#### EXERCISE DATA:

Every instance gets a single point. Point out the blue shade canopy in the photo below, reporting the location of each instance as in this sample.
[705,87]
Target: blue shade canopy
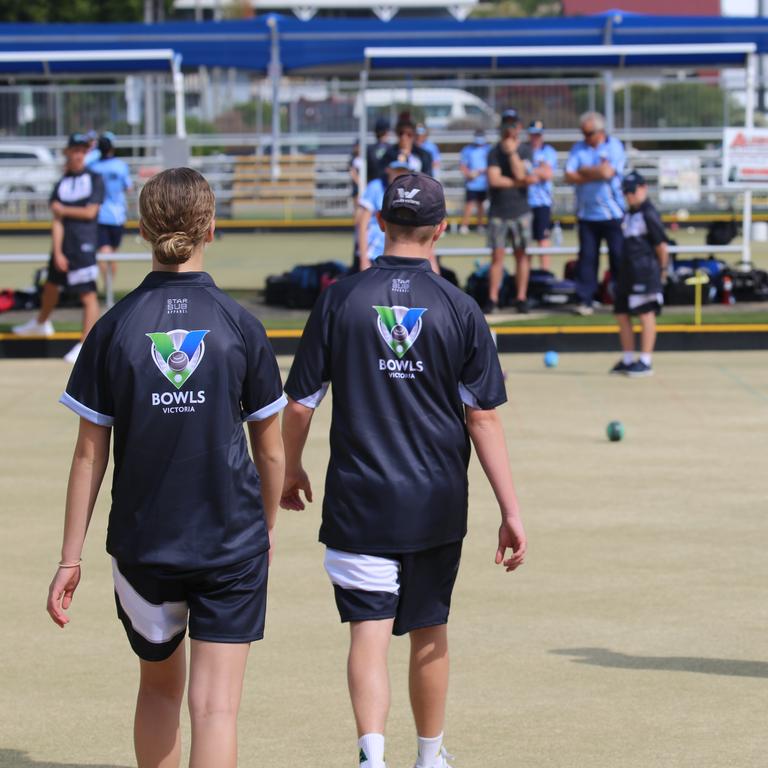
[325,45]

* * *

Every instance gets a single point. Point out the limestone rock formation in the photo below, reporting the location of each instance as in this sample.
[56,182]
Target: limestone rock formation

#### YOUR OBJECTIVE:
Copy the lines between the one containing "Every instance gets a single point. Point out the limestone" and the one containing "Target: limestone rock formation", inclusive, and nothing else.

#### RESULT FOR THIS TASK:
Every instance gets a single point. Point out the limestone rock formation in the photo below, reporting the location of each instance as in this sample.
[56,182]
Target: limestone rock formation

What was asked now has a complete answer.